**課題の目的 A:** 記録の中から、文字列「arch」を含む行をすべて集め、そのまま書き写すこと。大文字と小文字は区別する。

**選んだ文章:**
——
【松ゼミWalker vol.214】 堺・高石へのモニターツアー

堺・高石モニターツアー開催の経緯(3回生 大嶋千波)

 2016年10月30日(日),秋晴れのなか,新今宮発で堺・高石へ外国人旅行者を誘うモニターツアーを行いました。今回のモニターツアーは,泉州地域へのインバウンド誘致を推進する方法を探るため,泉州地域政策課題研究会(事務局:公益財団法人堺都市政策研究所)が主催されたもので,阪南大学国際観光学部松村嘉久研究室が共催して実現しました。同研究会からのご依頼で,今年6月,松村先生が『インバウンドを泉州地域へ呼び込むための戦略と課題』という講演されたことがご縁となり,協働でモニターツアーを実施することになったそうです。
 当初,新今宮界隈のゲストハウスでインバウンド客を募り,特別にバスをチャーターして,泉州地域の観光資源を広く見て回り,外国人旅行者の目線から,その内実を評価してもらい,アドバイスをもらおう,ということで話が進んでいました。しかし,インバウンド客,外国人個人旅行者(FIT)を本気で呼び込みたいのならば,公共交通手段を利用して行けるところでないと,現実問題として,FITは行きたくても行けないだろう,とゼミで議論されました。そこで,松村ゼミから,より実効性のあるモニターツアーにするためも,「公共交通を利用すべき,訪問する観光資源も厳選して絞り込むべき」と提案して受け入れられました。

 モニターツアーの行先は,泉州地域政策課題研究会と相談のうえ,堺市と高石市と決まり,特に堺市ではレンタサイクルでの移動も試そう,ということになりました。レンタサイクルや,訪問予定の施設との交渉は,堺都市政策研究所の職員が行ってくださり,モニターツアー当日のサポートもしていただきました。松村ゼミが担当した役割は,FITの集客,モニターツアーの企画・催行でした。
 普通,こうしたモニターツアーでは,FITの代わりに日本で学ぶ外国人留学生を募ります。ところが,松村ゼミが協力するツアーでは,新今宮のホテル東洋などのゲストハウスと連携して,本当のFITを集めます。今回のツアーでも,ホテル東洋のスタッフにお願いして,ツアー前日までに8名のFITを確保していただき,ツアー前日夜,松村先生と2回生の藤田和樹がFITの勧誘に伺い,ホテル東洋で憩う数名のFITに声をかけました。
——
点アノテーションデータからの抜粋
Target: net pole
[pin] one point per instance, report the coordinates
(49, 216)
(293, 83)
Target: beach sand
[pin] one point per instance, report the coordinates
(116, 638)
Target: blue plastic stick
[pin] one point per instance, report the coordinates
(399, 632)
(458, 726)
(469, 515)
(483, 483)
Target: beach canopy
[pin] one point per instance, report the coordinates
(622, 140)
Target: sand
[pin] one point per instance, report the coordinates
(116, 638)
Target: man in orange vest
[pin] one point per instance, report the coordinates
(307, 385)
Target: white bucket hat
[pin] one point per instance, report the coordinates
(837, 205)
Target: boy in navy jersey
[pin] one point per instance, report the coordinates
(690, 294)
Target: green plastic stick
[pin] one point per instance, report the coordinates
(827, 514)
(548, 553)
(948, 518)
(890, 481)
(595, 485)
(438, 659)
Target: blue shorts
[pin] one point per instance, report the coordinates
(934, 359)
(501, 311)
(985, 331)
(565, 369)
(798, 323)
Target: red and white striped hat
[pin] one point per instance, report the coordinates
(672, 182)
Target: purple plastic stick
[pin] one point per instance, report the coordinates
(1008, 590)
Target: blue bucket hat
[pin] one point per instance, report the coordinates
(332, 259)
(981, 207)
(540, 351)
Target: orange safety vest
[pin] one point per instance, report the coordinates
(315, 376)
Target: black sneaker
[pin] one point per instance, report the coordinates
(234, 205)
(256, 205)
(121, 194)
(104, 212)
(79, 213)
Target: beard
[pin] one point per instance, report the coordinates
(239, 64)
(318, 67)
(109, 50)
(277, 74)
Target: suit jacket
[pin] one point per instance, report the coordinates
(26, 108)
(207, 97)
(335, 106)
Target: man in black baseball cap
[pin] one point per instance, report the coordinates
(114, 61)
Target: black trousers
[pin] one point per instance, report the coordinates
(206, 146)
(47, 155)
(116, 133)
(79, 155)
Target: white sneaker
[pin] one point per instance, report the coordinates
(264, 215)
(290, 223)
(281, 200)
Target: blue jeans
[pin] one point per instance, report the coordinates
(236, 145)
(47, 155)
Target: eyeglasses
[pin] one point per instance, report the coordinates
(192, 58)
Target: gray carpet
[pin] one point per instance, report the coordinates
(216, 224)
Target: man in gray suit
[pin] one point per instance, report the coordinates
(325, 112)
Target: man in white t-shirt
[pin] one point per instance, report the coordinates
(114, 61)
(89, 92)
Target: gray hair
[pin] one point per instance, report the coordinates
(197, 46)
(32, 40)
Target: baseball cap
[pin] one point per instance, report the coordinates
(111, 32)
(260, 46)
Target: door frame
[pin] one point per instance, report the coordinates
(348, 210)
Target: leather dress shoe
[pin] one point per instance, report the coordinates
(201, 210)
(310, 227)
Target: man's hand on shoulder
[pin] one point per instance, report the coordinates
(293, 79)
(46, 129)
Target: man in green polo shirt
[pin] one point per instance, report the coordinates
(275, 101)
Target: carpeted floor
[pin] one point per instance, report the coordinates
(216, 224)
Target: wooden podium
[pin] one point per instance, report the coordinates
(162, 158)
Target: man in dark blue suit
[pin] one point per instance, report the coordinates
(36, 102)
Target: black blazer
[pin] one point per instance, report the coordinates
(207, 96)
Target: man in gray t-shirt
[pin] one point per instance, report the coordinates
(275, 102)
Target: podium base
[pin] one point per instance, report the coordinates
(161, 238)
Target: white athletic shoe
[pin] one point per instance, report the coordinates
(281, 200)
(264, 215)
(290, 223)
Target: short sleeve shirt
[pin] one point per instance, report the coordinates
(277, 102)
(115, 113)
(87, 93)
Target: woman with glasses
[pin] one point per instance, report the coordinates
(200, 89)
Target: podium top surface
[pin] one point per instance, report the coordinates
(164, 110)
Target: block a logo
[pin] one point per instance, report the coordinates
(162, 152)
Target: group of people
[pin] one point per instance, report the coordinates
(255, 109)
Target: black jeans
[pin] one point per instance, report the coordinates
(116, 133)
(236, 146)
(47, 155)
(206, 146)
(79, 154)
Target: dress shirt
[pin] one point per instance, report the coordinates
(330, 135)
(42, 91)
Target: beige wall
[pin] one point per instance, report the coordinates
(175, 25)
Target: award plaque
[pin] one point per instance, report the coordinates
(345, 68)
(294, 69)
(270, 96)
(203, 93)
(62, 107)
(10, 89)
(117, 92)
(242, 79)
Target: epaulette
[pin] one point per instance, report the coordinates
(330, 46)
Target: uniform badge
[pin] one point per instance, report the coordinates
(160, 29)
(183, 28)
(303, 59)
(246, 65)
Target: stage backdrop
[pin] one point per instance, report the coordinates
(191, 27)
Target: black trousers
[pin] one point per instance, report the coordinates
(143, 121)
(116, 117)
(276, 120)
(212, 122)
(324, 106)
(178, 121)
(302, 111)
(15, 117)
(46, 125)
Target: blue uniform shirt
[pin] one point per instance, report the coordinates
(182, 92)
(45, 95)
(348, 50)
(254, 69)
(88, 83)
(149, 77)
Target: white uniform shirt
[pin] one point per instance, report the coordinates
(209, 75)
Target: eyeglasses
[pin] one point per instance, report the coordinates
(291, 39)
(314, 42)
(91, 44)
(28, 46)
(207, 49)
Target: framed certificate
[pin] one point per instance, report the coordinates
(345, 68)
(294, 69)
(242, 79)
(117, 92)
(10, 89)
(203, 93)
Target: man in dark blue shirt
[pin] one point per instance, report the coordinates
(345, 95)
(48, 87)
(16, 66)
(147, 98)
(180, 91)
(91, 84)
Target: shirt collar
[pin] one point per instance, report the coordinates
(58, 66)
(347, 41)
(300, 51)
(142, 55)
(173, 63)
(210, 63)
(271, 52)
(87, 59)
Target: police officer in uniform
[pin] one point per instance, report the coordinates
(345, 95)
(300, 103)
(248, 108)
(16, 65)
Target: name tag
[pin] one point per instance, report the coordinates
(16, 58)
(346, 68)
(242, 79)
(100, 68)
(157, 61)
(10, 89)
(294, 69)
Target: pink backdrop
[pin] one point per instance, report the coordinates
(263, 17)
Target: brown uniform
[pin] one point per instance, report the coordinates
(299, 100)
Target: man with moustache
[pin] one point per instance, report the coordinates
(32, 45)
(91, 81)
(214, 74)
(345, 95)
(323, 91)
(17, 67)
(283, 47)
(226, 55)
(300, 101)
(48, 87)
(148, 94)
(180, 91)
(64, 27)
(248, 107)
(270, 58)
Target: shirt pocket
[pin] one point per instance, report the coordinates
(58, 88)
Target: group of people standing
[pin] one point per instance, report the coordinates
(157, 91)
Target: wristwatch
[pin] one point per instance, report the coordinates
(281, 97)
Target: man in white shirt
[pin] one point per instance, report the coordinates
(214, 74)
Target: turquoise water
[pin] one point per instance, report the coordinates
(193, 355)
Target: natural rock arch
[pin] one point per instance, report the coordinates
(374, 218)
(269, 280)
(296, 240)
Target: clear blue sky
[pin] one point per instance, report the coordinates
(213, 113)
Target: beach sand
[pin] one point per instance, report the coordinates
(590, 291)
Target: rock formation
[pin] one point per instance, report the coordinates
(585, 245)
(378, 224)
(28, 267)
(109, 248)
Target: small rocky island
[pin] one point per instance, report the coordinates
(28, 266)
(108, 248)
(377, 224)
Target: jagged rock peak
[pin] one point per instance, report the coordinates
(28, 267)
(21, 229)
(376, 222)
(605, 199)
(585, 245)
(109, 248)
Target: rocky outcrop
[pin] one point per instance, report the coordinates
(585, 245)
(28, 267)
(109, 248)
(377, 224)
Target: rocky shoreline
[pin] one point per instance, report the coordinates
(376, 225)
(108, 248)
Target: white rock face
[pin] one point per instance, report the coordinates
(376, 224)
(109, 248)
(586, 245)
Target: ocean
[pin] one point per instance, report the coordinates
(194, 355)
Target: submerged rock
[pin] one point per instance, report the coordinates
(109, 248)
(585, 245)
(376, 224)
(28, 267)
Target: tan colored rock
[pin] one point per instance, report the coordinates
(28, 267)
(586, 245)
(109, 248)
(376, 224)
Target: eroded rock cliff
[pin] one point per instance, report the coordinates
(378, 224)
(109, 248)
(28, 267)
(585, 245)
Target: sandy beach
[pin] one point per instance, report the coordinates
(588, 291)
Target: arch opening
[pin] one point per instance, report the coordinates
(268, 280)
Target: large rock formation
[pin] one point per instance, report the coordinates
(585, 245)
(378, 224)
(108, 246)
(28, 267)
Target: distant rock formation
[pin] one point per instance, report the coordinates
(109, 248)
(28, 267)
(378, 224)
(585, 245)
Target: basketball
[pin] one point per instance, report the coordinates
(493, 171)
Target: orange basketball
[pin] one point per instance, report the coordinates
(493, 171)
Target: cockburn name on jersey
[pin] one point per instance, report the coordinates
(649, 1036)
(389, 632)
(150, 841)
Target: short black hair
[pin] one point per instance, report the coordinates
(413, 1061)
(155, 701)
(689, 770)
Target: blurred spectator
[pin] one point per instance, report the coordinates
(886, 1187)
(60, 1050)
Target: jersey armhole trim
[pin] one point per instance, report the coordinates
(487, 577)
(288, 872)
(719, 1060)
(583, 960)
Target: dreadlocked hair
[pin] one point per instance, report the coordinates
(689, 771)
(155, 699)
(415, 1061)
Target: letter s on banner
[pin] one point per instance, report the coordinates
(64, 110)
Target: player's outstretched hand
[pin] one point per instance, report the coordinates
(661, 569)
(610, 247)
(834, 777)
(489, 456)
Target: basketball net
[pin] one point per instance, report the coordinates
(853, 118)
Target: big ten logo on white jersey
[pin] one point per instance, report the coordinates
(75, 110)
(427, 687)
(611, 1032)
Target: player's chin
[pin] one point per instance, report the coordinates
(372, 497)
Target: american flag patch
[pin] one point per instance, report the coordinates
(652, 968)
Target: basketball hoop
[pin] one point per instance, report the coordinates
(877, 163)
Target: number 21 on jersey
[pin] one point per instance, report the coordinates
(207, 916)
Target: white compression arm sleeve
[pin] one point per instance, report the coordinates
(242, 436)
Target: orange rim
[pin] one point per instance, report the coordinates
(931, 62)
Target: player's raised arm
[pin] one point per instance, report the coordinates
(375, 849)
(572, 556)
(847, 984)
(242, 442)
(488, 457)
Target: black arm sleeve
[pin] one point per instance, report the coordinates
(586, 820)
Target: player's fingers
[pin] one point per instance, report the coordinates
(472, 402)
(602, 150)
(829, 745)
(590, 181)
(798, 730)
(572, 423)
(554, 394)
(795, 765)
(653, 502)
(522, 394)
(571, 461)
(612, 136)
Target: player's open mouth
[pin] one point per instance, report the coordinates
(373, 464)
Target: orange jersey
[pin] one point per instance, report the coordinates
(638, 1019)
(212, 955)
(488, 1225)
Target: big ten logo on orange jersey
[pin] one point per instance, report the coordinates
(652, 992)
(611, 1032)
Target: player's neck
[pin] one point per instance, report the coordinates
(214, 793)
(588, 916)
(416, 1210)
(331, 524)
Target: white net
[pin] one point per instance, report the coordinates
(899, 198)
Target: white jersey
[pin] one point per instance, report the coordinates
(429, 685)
——
**課題の目的 B:** モニターツアーの文章のうち、「2016年10月30日(日)」から「提案して受け入れられました。」までの部分を、一字一句変えずに出力すること。

**作業結果 A:**
Target: natural rock arch
Target: arch opening

**作業結果 B:**
2016年10月30日(日),秋晴れのなか,新今宮発で堺・高石へ外国人旅行者を誘うモニターツアーを行いました。今回のモニターツアーは,泉州地域へのインバウンド誘致を推進する方法を探るため,泉州地域政策課題研究会(事務局:公益財団法人堺都市政策研究所)が主催されたもので,阪南大学国際観光学部松村嘉久研究室が共催して実現しました。同研究会からのご依頼で,今年6月,松村先生が『インバウンドを泉州地域へ呼び込むための戦略と課題』という講演されたことがご縁となり,協働でモニターツアーを実施することになったそうです。
 当初,新今宮界隈のゲストハウスでインバウンド客を募り,特別にバスをチャーターして,泉州地域の観光資源を広く見て回り,外国人旅行者の目線から,その内実を評価してもらい,アドバイスをもらおう,ということで話が進んでいました。しかし,インバウンド客,外国人個人旅行者(FIT)を本気で呼び込みたいのならば,公共交通手段を利用して行けるところでないと,現実問題として,FITは行きたくても行けないだろう,とゼミで議論されました。そこで,松村ゼミから,より実効性のあるモニターツアーにするためも,「公共交通を利用すべき,訪問する観光資源も厳選して絞り込むべき」と提案して受け入れられました。